- **EXERCISE GOAL**: Quote, without change, all of the lines that follow.

- **DATA SHOWN**:
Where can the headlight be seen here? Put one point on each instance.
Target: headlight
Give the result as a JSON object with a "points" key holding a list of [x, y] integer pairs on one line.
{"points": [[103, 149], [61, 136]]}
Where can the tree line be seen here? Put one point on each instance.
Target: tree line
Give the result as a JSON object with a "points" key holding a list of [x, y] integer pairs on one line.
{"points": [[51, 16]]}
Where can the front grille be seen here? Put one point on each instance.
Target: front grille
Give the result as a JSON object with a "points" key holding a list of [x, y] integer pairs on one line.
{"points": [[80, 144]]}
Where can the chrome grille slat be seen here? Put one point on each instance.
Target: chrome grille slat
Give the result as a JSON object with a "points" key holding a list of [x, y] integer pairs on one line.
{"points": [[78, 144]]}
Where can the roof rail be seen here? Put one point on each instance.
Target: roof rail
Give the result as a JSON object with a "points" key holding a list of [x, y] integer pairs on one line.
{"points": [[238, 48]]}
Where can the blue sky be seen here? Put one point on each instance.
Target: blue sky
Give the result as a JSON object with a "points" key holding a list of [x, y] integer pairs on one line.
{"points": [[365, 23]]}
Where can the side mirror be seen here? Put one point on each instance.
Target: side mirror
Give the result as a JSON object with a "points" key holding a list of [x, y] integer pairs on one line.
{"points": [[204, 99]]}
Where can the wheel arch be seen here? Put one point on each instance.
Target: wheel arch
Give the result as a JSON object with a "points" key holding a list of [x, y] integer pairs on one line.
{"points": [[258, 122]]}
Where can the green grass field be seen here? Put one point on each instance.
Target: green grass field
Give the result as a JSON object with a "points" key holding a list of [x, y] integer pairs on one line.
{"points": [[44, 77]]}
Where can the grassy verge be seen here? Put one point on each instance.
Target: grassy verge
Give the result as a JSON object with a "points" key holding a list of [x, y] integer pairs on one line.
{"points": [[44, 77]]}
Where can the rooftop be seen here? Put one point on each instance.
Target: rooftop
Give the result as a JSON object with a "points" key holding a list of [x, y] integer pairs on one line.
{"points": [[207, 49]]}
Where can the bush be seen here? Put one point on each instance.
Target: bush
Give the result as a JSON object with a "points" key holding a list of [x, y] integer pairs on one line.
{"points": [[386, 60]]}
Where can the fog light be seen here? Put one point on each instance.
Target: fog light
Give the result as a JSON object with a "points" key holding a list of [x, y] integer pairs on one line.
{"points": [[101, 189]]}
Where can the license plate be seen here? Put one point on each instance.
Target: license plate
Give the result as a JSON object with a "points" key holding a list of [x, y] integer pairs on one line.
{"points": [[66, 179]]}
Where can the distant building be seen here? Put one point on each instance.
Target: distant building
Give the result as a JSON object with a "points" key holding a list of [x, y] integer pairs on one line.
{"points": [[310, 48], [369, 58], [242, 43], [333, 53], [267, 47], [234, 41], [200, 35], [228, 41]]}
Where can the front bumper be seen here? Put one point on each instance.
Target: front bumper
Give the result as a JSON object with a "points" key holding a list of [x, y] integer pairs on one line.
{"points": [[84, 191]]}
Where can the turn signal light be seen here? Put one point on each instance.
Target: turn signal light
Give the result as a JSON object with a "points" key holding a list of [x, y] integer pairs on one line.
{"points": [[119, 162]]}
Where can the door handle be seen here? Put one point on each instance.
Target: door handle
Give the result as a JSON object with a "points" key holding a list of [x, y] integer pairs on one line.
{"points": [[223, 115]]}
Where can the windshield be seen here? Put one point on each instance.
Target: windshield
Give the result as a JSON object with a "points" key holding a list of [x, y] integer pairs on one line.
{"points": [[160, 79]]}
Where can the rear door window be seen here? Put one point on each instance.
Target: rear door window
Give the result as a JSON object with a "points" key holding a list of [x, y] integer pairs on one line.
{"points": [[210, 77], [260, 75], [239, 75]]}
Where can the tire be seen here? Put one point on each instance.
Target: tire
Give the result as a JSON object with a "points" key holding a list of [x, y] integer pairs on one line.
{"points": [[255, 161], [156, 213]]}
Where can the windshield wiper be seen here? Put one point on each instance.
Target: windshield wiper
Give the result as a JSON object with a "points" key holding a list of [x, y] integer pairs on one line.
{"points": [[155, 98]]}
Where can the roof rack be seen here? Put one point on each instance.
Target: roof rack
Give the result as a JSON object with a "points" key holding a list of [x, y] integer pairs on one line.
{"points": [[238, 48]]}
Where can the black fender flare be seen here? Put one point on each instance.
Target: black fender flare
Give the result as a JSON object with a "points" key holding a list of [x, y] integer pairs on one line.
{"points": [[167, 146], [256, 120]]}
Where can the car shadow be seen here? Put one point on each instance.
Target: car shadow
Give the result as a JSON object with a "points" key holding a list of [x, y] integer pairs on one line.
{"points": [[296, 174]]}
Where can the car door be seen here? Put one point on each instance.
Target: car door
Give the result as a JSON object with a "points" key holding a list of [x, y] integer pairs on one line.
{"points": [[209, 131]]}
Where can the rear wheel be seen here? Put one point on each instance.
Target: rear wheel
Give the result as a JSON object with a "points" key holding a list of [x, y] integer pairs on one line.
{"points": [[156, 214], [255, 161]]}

- **TASK RESPONSE**:
Where can the headlight be seen here? Put one point on each instance.
Target: headlight
Give the result as a JSON object with a "points" key holding a list of [x, y] integer pairs on one line.
{"points": [[103, 149], [61, 136]]}
Where can the tree line be seen here? Put one point on each instance.
Target: tree line
Give the result as a JSON object with a "points" key holding a list of [x, y] integer pairs on one line.
{"points": [[51, 16]]}
Where can the front grille be seen here? Put one point on each instance.
Target: front grille
Give the result as a JSON object with a "points" key holding a list of [x, y] integer pairs on one line.
{"points": [[80, 144]]}
Where can the chrome grille slat be seen here? Put one point on each instance.
Target: chrome grille slat
Give the result as a JSON object with a "points" key holding a list of [x, y] integer pairs on one line.
{"points": [[78, 144]]}
Where can the roof rail be seen here? Put one point on each instance.
Target: roof rail
Give the result as a JSON object with a "points" key holding a list of [x, y] integer pairs on one line.
{"points": [[238, 48]]}
Where can the blue sky be seen here? Put one point on each instance.
Target: blue sky
Give the result as a JSON object with a "points" key holding a list of [x, y] integer pairs on one line.
{"points": [[365, 23]]}
Where can the side mirror be seen here? Put one point on each instance.
Target: side mirror
Give the result as a JSON object with a "points" key holding a list of [x, y] integer pairs on one line.
{"points": [[204, 99]]}
Where can the wheel arch be seen here? Put one point on each instance.
Target: wheel arch
Give the result as a JSON object with a "points" key holding a list of [x, y] integer pairs on one line.
{"points": [[258, 122]]}
Where can the green grass field be seen here? Put one point on each instance.
Target: green grass field
Give the result as a JSON object with a "points" key holding a list of [x, y] integer pairs on one line.
{"points": [[44, 77]]}
Where can the grassy verge be seen here? Put one point on each instance.
Target: grassy verge
Give the result as a JSON object with a "points" key holding a list of [x, y] integer pairs on one line.
{"points": [[44, 77]]}
Where can the rooftop be seen here? Put one point on each instance.
Target: rooftop
Give the result as a JSON object with a "points" key holding a list of [x, y] integer pairs on one line.
{"points": [[207, 49]]}
Where can the bush be seen here? Put one point on each instance.
Target: bush
Give the result as a JSON object with a "points" key holding a list of [x, y] integer pairs on one line.
{"points": [[386, 60]]}
Where can the fog light be seen here? Put one point on each instance.
Target: fog light
Give the result as a JSON object with a "points" key holding a list of [x, y] integer pairs on one line.
{"points": [[101, 189]]}
Where can the license plate be seen here? Put one point on each instance.
Target: license plate
Give the result as a JSON object with a "points" key holding a list of [x, y] integer pairs on one line.
{"points": [[66, 179]]}
Where can the distant building be seen here? Put one point on each instance.
Target: distant building
Give the result as a JSON object with a "points" key holding a list of [x, y] integer pairs on one line.
{"points": [[310, 48], [369, 58], [242, 43], [333, 53], [267, 47], [234, 41], [200, 35], [228, 41]]}
Where can the front bumper be seen here? Put one point on each instance.
Target: front bumper
Give the result as a JSON object with a "points" key holding a list of [x, y] integer pairs on one line.
{"points": [[84, 191]]}
Where can the turn signal light be seen here? Put one point on each instance.
Target: turn signal light
Give the result as a JSON object with a "points" key holding a list of [x, y] integer pairs on one line.
{"points": [[119, 162]]}
Where can the door handle be seen here? Put one point on each instance.
Target: door handle
Give the result as a JSON object with a "points" key holding a list of [x, y] integer pairs on one line.
{"points": [[223, 115]]}
Where can the windshield be seen here? Put one point on each instance.
Target: windshield
Give the result as a JSON object with a "points" key holding a list of [x, y] integer pairs on one line.
{"points": [[160, 79]]}
Where can the rear door window be seen here? Put one point on each instance.
Target: rear door window
Give the result as a JSON object with a "points" key holding a list of [x, y] integer pairs on one line.
{"points": [[210, 77], [260, 75], [239, 75]]}
Where can the tire be seen here? Put one point on each instance.
Target: tire
Give the result as a JSON object with a "points" key holding a list of [x, y] integer pairs on one line.
{"points": [[255, 161], [156, 213]]}
Where can the windshield wiper be seen here? Put one point on each instance.
Target: windshield wiper
Give the result as a JSON object with a "points" key holding a list of [x, y] integer pairs on one line.
{"points": [[155, 98]]}
Where can the roof rack be seen here? Put one point on each instance.
Target: roof rack
Give the result as a JSON object with a "points" key holding a list of [x, y] integer pairs on one line.
{"points": [[238, 48]]}
Where can the black fender flare be seen here? Put one point on each instance.
Target: black fender flare
Give the result as a JSON object with a "points" key holding a list of [x, y] integer pairs on one line.
{"points": [[167, 146], [256, 120]]}
Where can the car shadow be seen here? Put one point on each instance.
Target: car shadow
Give the result as a JSON object with a "points" key holding a list of [x, y] integer pairs on one line.
{"points": [[296, 174]]}
Where can the car door be seen here? Put one point on each instance.
Target: car door
Give the result as a JSON object with a "points" key holding a list of [x, y] integer pairs on one line.
{"points": [[209, 131]]}
Where can the rear wheel be seen here? Put one point on each instance.
Target: rear wheel
Give the result as a JSON object with a "points" key holding a list of [x, y] integer pairs on one line.
{"points": [[156, 214], [255, 161]]}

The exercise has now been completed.